GIVEN REQUEST: Exclude the pictures, then repeat the remaining data exactly.

DATA PROVIDED:

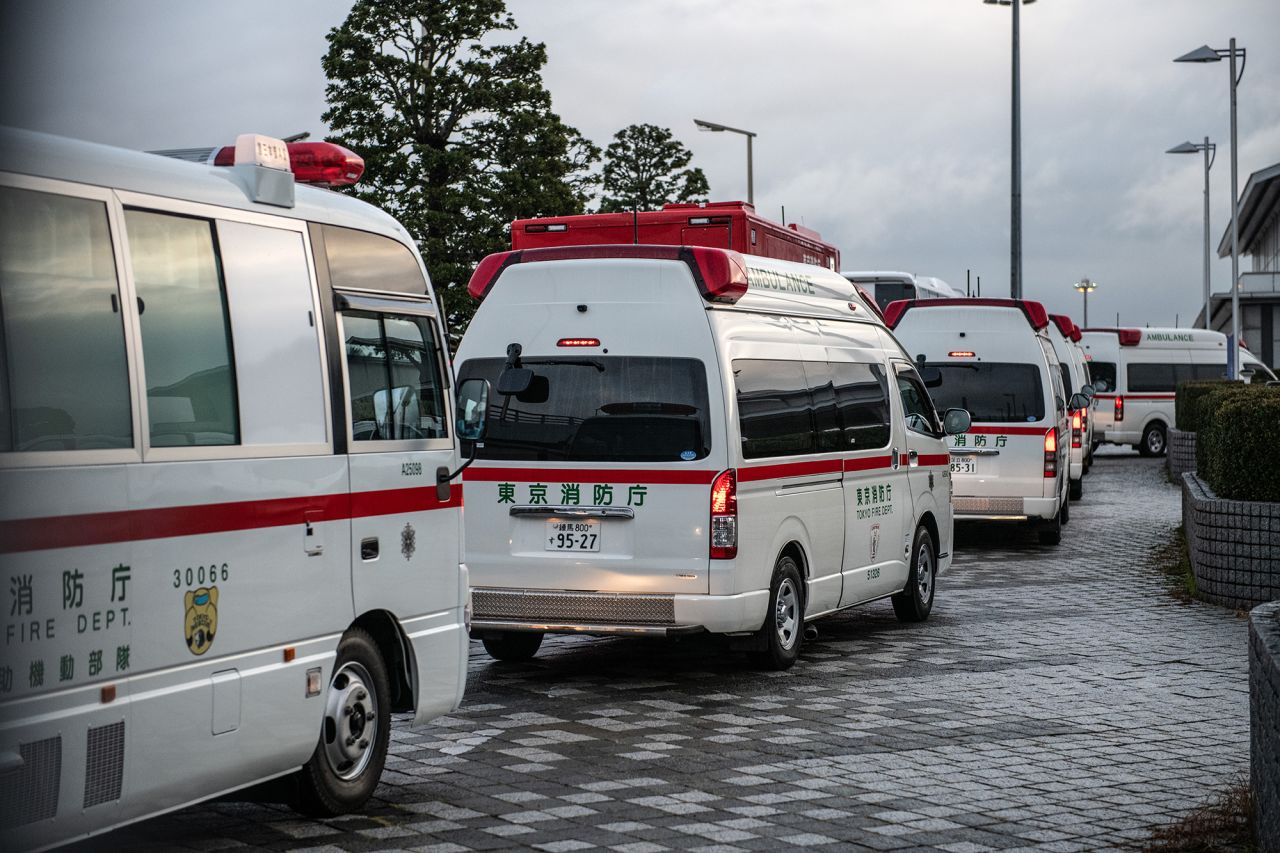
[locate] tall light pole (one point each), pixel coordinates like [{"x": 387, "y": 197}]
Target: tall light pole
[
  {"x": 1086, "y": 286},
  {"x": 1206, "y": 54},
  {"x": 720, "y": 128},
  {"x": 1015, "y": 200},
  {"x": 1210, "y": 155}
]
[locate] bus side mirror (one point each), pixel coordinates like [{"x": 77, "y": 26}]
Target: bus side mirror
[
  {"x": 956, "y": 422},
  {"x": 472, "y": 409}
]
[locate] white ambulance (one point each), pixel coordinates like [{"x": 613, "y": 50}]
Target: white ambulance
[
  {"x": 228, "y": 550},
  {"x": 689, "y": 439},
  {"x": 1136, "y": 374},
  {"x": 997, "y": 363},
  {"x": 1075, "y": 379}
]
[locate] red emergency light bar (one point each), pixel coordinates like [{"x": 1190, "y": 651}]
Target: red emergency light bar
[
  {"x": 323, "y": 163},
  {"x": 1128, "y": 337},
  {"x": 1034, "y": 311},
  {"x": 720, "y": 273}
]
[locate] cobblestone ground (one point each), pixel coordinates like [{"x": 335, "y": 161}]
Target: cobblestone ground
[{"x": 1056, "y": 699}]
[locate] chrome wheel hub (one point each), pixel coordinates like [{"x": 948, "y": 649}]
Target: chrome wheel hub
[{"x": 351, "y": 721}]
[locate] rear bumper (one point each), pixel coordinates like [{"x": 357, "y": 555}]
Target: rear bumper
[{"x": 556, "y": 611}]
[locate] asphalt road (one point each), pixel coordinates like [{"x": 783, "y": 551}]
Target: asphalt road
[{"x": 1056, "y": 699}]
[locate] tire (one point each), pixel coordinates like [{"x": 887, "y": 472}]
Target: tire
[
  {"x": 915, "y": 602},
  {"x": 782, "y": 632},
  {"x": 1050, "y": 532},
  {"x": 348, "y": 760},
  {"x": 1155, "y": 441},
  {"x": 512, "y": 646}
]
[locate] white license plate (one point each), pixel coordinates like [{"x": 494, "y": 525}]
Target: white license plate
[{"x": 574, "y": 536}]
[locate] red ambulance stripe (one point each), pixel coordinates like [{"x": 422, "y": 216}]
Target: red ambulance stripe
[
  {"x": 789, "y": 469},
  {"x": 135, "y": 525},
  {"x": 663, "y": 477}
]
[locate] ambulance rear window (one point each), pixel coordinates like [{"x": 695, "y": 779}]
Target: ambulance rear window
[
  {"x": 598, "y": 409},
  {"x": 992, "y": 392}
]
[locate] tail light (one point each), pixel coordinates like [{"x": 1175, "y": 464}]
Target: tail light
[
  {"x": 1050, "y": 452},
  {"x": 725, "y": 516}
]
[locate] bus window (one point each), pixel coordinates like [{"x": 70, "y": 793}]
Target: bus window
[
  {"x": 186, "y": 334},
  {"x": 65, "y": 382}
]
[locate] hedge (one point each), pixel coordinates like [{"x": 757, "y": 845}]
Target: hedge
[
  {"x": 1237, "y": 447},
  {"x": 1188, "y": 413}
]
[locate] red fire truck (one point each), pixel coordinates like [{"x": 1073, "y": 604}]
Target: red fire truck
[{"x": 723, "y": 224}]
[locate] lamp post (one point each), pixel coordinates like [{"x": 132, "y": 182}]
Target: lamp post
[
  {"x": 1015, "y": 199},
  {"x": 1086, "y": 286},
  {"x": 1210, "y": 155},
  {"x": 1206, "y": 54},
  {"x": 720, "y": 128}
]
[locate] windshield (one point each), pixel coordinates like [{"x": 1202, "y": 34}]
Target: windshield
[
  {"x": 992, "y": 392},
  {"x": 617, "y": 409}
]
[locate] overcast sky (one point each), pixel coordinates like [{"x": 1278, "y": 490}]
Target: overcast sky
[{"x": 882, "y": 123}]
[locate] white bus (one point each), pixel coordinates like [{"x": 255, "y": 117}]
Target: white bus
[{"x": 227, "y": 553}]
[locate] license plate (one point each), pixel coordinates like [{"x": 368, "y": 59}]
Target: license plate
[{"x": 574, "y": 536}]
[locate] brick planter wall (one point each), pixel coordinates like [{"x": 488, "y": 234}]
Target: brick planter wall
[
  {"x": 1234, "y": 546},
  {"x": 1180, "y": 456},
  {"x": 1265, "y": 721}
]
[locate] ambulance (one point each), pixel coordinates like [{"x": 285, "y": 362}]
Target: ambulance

ANSWER IN FULL:
[locate] tall light pole (one point each), pixel coordinates like [{"x": 387, "y": 197}]
Target: tall light pole
[
  {"x": 1086, "y": 286},
  {"x": 1206, "y": 54},
  {"x": 720, "y": 128},
  {"x": 1015, "y": 200},
  {"x": 1210, "y": 155}
]
[locate] bus side mirror (one point each), pixel coordinates like [{"x": 77, "y": 26}]
Target: bus side mirror
[
  {"x": 956, "y": 422},
  {"x": 472, "y": 409}
]
[locate] white ambulance (one point each), pixel coordinates like [{"x": 613, "y": 50}]
Target: white ambulance
[
  {"x": 228, "y": 550},
  {"x": 689, "y": 439},
  {"x": 1136, "y": 374},
  {"x": 997, "y": 363},
  {"x": 1075, "y": 379}
]
[locate] red emergency light bar (one point each), pixel coordinates like [{"x": 1190, "y": 651}]
Target: red emergency light bar
[
  {"x": 323, "y": 163},
  {"x": 1128, "y": 337},
  {"x": 1034, "y": 311},
  {"x": 720, "y": 273}
]
[locate] cobblestone ground (one point each), pixel coordinates like [{"x": 335, "y": 161}]
Target: cobblestone ground
[{"x": 1056, "y": 699}]
[locate] chrome wheel hub (one point each), pixel coordinates like [{"x": 948, "y": 649}]
Target: chrome wheel hub
[{"x": 351, "y": 721}]
[locate] rear bumper (one point each), pixel coordinates like [{"x": 357, "y": 555}]
Target: rear bumper
[{"x": 556, "y": 611}]
[locate] asphalt road (one point each), pixel coordinates like [{"x": 783, "y": 551}]
Target: asphalt road
[{"x": 1056, "y": 699}]
[locate] tire (one point each), pixel coordinates like [{"x": 887, "y": 472}]
Target: tire
[
  {"x": 915, "y": 602},
  {"x": 782, "y": 632},
  {"x": 1050, "y": 532},
  {"x": 348, "y": 760},
  {"x": 1155, "y": 441},
  {"x": 512, "y": 646}
]
[locate] white license plate (one point each), pixel coordinates like [{"x": 494, "y": 525}]
Target: white license plate
[{"x": 574, "y": 536}]
[locate] red ambulance stripe (one point each), pixel coordinates like [{"x": 422, "y": 216}]
Target: red ambulance stripe
[
  {"x": 789, "y": 469},
  {"x": 135, "y": 525},
  {"x": 663, "y": 477}
]
[locate] ambulance rear window (one point each), pixel coordinates like [{"x": 695, "y": 779}]
Target: ambulance rear window
[
  {"x": 598, "y": 409},
  {"x": 992, "y": 392}
]
[locate] tail light (one point each), pixel coordinates like [{"x": 1175, "y": 464}]
Target: tail light
[
  {"x": 1050, "y": 452},
  {"x": 725, "y": 516}
]
[locate] bus window (one point each), pixel coordinates like [{"x": 70, "y": 793}]
Target: bus window
[
  {"x": 186, "y": 334},
  {"x": 65, "y": 382}
]
[locate] hedge (one point each), pixel coordinates like [{"x": 757, "y": 845}]
Target: hedge
[
  {"x": 1237, "y": 447},
  {"x": 1188, "y": 413}
]
[locate] red fire truck (one point each), pixel coordinates like [{"x": 1073, "y": 604}]
Target: red fire truck
[{"x": 723, "y": 224}]
[locate] lamp post (one point each), pixel coordinates like [{"x": 132, "y": 182}]
Target: lamp post
[
  {"x": 1015, "y": 199},
  {"x": 1086, "y": 286},
  {"x": 1210, "y": 155},
  {"x": 1206, "y": 54},
  {"x": 720, "y": 128}
]
[locate] windshield (one point each), pixel coordinates like [{"x": 1202, "y": 34}]
Target: windshield
[
  {"x": 992, "y": 392},
  {"x": 617, "y": 409}
]
[locate] overcast sky (one point each), pixel coordinates like [{"x": 1278, "y": 490}]
Target: overcast sky
[{"x": 882, "y": 123}]
[locate] white bus (one point each), pixel coordinates like [{"x": 255, "y": 117}]
Target: white bus
[{"x": 227, "y": 553}]
[locate] license plate (one point each), pixel coordinates like [{"x": 368, "y": 59}]
Target: license plate
[{"x": 574, "y": 536}]
[locate] brick planter wall (one point each), pixel coordinates like [{"x": 488, "y": 234}]
Target: brick planter wall
[
  {"x": 1234, "y": 546},
  {"x": 1180, "y": 456},
  {"x": 1265, "y": 721}
]
[locate] ambulance (one point each), pixel coordinates like [{"x": 285, "y": 362}]
Target: ambulance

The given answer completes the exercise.